#### EXERCISE INSTRUCTIONS:
Return each line in the rows below that contains the word "yellow".

#### INPUT FOR THIS TASK:
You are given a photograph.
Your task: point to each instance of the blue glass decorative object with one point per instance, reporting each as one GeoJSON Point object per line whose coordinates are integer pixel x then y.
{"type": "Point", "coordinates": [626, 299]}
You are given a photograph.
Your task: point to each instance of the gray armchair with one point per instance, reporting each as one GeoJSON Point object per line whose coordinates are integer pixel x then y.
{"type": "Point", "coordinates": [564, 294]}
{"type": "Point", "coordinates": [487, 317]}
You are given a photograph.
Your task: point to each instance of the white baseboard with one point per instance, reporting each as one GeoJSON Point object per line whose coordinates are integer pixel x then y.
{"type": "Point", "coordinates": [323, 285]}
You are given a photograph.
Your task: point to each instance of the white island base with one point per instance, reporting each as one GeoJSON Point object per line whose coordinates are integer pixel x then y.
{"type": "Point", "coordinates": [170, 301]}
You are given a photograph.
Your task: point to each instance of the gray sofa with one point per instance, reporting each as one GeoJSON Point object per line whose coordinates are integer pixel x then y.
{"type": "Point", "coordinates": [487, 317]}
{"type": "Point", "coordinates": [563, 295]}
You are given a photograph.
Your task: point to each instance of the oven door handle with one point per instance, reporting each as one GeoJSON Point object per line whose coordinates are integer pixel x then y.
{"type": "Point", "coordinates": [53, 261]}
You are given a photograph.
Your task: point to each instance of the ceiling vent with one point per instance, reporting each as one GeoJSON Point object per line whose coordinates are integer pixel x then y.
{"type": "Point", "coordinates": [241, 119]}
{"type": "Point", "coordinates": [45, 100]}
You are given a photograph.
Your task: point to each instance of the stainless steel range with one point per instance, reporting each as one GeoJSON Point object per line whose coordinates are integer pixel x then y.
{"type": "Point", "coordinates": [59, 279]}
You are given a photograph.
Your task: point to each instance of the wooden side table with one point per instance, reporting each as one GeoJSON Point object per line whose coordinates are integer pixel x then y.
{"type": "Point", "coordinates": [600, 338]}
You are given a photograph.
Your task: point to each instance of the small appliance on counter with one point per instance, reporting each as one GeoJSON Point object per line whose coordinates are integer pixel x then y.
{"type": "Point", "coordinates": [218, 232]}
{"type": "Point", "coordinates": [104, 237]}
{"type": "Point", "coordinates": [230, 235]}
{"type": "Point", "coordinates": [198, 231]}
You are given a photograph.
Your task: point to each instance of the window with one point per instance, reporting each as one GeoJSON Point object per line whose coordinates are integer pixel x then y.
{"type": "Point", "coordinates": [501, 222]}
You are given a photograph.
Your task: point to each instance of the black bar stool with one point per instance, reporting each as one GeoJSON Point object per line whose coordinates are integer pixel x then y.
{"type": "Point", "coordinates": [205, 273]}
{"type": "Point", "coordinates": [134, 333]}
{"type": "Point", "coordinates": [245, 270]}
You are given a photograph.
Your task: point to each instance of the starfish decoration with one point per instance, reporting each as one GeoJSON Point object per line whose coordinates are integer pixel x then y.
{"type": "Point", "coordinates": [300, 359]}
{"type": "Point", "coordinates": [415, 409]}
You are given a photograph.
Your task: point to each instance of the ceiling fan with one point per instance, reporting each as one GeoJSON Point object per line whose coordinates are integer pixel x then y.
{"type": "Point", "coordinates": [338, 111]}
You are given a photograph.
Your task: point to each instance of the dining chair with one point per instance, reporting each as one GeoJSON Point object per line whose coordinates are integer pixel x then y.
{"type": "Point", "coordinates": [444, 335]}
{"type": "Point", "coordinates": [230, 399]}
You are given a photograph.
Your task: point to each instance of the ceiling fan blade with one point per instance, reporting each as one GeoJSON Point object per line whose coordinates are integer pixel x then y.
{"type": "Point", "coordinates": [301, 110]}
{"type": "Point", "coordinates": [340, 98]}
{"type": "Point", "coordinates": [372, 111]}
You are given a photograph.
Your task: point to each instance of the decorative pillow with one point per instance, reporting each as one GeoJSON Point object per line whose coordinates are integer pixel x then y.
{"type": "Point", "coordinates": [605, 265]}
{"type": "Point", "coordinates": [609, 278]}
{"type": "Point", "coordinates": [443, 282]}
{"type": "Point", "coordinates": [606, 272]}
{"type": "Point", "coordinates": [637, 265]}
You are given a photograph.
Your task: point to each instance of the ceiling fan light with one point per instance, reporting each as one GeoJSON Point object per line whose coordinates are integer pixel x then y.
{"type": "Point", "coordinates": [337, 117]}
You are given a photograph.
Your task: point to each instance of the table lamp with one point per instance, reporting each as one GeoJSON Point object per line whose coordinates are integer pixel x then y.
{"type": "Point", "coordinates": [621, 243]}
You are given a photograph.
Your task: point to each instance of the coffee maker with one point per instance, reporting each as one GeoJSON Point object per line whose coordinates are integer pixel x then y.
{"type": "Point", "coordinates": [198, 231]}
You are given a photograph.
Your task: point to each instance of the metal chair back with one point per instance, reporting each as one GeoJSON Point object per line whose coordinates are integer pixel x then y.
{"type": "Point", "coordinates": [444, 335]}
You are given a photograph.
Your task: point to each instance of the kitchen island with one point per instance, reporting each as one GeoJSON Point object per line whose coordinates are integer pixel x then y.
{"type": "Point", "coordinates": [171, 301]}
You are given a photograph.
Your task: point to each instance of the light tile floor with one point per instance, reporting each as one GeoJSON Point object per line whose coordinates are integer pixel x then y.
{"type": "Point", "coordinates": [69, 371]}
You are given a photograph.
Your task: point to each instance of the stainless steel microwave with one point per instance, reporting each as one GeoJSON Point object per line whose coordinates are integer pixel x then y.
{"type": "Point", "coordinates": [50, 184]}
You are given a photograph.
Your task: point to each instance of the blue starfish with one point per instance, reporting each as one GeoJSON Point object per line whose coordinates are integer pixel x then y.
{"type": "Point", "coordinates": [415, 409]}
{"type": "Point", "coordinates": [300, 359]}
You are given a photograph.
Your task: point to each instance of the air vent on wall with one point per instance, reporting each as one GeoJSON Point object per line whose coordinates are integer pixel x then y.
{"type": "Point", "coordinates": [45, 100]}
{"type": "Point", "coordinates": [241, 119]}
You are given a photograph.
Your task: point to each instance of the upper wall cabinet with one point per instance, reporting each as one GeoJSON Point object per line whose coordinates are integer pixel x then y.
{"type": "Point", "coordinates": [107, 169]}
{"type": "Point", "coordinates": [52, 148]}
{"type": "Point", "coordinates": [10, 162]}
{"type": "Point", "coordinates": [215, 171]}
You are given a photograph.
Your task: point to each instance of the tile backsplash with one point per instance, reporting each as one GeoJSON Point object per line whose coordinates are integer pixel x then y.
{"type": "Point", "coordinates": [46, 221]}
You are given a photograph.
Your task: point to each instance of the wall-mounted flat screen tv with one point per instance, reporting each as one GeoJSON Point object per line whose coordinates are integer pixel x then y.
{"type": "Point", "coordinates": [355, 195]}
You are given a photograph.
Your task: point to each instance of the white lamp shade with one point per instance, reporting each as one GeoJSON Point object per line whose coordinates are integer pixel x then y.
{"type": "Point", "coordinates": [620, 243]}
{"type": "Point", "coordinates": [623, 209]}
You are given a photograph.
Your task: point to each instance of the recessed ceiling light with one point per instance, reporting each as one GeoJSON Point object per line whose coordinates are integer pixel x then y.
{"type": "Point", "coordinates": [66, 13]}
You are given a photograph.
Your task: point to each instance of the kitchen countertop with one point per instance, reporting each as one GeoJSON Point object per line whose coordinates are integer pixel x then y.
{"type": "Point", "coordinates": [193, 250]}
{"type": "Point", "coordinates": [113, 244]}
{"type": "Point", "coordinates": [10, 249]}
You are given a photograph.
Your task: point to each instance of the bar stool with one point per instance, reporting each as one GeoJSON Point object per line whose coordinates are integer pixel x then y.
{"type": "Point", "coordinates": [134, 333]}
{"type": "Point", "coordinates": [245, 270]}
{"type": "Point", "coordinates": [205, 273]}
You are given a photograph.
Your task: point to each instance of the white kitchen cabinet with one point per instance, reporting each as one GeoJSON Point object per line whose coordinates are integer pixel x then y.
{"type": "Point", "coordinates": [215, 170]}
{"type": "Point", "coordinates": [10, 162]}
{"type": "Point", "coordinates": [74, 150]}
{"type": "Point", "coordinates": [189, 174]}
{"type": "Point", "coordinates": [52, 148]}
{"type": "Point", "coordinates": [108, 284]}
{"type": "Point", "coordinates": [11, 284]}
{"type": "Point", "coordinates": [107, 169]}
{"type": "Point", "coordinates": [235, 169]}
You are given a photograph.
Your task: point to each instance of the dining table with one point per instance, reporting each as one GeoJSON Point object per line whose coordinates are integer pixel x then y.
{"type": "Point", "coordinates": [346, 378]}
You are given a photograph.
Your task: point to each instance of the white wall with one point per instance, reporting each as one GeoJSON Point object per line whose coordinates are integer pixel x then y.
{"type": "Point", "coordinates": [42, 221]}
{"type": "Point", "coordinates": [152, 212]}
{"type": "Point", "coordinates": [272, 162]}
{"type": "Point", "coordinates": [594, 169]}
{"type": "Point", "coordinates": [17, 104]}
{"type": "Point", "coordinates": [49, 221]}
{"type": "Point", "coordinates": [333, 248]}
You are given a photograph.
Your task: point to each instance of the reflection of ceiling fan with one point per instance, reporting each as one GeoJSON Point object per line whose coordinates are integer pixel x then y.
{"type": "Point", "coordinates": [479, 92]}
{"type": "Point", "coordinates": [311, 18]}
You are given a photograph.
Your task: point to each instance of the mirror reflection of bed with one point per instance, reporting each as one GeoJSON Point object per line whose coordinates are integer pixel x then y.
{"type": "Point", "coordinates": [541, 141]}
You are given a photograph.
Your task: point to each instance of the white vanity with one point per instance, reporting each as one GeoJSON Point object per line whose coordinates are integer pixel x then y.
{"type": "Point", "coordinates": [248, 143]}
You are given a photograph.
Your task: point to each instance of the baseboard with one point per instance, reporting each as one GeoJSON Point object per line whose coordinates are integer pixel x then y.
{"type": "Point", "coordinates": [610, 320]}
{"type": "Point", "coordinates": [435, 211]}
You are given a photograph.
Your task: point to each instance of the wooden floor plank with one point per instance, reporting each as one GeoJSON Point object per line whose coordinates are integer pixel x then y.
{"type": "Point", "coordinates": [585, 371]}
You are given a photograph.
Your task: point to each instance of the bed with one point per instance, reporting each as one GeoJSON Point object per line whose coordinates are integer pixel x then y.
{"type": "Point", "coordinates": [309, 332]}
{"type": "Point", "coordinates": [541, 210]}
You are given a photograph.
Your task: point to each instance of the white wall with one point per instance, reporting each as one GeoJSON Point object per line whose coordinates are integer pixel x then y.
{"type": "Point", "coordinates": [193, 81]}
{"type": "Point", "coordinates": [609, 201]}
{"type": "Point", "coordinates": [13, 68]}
* * *
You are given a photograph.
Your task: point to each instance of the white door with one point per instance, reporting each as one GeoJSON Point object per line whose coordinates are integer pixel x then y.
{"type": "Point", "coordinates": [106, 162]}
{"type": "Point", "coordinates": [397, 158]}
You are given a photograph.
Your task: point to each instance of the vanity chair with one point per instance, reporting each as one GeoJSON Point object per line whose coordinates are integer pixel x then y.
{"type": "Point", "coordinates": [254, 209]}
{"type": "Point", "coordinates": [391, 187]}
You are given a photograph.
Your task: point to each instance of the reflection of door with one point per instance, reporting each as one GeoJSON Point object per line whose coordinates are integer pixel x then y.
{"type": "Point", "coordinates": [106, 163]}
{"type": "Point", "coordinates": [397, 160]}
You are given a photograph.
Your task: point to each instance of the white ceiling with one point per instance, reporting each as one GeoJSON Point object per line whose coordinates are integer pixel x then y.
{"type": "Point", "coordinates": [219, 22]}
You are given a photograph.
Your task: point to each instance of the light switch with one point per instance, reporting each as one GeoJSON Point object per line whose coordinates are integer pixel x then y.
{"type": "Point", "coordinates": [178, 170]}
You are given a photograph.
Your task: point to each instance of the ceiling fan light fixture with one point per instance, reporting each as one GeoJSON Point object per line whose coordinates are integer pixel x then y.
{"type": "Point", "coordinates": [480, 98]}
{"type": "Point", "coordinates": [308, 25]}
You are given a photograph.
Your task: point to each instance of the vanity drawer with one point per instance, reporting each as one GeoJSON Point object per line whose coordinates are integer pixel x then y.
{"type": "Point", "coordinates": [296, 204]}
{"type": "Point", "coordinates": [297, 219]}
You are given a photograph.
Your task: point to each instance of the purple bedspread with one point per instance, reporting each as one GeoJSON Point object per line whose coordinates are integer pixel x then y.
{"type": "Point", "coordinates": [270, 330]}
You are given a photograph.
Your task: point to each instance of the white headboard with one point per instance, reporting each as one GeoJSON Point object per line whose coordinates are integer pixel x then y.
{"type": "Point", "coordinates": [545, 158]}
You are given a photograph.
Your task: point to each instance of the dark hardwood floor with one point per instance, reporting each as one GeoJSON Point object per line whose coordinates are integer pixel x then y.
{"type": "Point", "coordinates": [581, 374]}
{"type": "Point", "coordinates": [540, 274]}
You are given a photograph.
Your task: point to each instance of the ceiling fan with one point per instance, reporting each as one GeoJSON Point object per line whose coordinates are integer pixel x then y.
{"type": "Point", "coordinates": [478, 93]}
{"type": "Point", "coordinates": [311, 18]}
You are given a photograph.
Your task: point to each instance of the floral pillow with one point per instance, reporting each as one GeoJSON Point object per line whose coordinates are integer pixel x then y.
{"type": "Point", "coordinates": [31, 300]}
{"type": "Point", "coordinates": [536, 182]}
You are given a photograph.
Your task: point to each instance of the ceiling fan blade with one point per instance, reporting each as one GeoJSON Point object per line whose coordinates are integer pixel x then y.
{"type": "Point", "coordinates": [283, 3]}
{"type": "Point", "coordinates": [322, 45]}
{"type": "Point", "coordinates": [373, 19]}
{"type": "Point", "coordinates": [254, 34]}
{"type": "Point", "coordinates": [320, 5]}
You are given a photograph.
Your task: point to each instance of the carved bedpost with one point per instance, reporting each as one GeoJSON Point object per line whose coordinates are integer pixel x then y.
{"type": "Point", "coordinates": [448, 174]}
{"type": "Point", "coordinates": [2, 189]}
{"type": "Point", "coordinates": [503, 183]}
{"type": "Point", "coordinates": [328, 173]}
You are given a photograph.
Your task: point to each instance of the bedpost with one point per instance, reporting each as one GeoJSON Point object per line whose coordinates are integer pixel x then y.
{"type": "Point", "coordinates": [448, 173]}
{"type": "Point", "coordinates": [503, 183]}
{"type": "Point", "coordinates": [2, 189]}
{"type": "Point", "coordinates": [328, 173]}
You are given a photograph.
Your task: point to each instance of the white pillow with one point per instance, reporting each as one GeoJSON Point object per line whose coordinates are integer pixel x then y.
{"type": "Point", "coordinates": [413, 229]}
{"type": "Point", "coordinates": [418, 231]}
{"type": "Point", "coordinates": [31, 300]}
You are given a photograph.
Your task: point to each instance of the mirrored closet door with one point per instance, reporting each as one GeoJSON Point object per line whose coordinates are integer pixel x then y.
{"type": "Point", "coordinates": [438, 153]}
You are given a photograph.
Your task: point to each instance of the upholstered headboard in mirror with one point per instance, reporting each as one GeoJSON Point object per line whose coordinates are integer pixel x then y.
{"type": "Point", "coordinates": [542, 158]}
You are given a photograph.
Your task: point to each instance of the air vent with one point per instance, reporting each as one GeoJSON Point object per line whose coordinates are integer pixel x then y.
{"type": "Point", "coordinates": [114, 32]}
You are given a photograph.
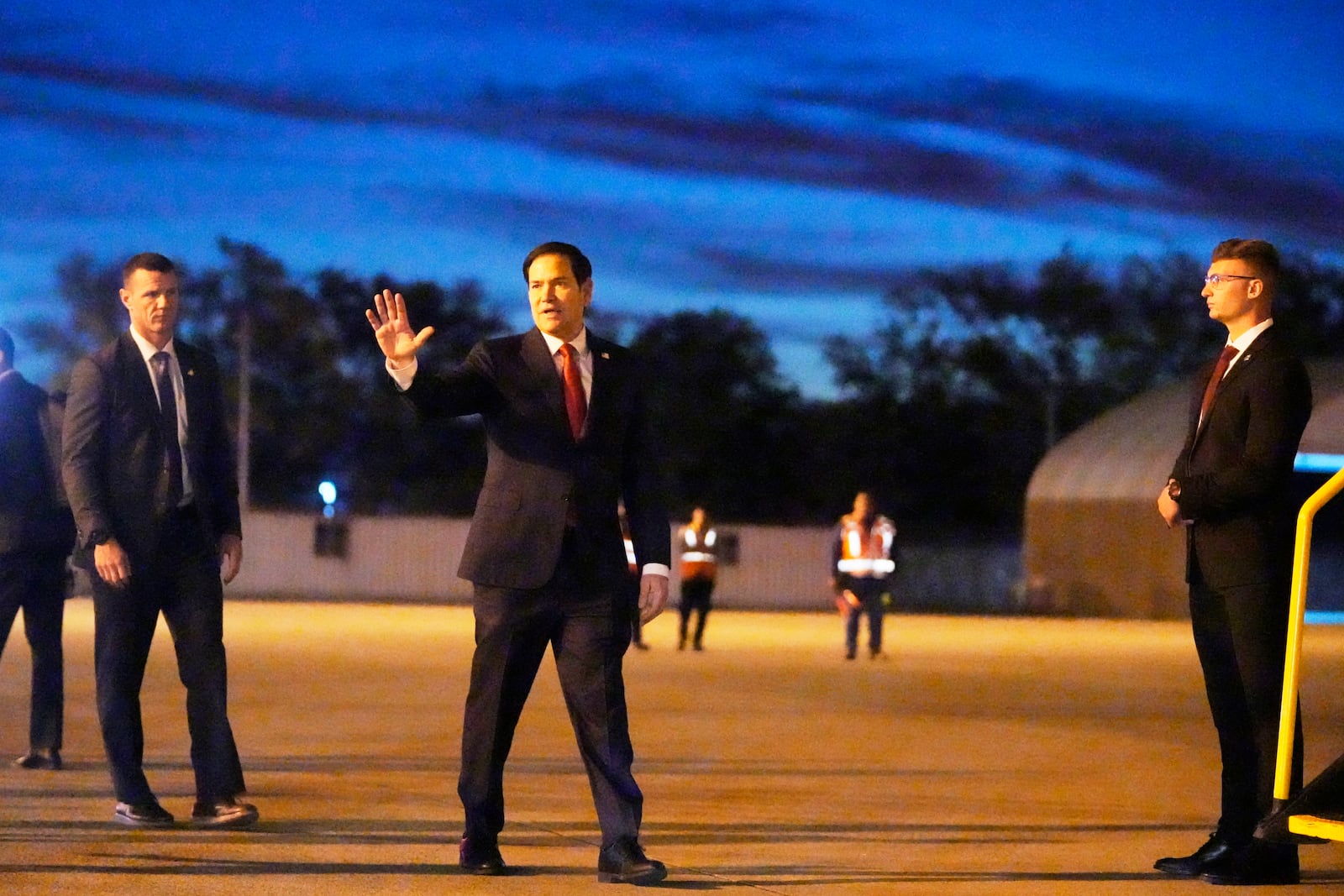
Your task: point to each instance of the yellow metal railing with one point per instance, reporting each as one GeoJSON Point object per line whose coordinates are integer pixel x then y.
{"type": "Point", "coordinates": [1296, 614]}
==
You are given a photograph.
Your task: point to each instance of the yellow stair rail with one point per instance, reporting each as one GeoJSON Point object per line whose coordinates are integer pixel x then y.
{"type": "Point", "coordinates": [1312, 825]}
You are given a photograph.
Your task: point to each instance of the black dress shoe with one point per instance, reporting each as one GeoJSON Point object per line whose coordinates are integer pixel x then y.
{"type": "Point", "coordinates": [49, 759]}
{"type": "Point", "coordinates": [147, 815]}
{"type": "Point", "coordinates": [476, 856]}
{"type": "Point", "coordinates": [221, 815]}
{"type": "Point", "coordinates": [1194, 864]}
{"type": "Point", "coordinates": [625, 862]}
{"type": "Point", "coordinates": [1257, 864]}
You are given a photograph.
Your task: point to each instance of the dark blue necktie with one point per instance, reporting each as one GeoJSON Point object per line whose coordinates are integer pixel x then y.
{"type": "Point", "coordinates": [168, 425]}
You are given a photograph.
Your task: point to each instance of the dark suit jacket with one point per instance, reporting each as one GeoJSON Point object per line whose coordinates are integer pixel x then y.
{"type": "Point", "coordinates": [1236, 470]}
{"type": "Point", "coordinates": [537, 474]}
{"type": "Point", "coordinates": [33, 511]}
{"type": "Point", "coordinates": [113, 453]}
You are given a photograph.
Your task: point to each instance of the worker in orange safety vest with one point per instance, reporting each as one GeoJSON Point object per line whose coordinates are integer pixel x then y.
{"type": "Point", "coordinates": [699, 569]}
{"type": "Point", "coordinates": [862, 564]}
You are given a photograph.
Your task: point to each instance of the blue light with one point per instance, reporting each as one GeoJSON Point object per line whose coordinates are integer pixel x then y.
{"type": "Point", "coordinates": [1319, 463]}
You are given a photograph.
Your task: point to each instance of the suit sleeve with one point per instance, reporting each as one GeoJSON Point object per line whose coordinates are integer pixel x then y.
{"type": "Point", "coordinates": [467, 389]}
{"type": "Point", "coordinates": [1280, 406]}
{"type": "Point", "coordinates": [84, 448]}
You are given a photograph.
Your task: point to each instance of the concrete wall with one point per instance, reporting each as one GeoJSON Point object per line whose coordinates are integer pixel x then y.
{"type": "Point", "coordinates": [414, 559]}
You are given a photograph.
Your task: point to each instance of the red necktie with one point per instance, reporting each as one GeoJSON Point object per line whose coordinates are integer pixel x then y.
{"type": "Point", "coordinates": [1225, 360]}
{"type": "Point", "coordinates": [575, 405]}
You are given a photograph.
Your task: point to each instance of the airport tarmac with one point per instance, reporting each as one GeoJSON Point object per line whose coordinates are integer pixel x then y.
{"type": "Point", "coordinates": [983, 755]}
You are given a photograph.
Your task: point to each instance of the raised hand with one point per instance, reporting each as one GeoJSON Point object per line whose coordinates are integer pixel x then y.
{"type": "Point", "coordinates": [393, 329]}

#### EXERCISE SOLUTION:
Your task: point to each instance of the yellow metal railing with one point per instance, reporting each as one GeoJSON Point object per line whose coordinates are integer pixel x then y.
Your task: point to each instance of the yellow stair rail with one point per instance, reporting each as one GeoJSON Point object per line whose coordinates are integer pixel x then y.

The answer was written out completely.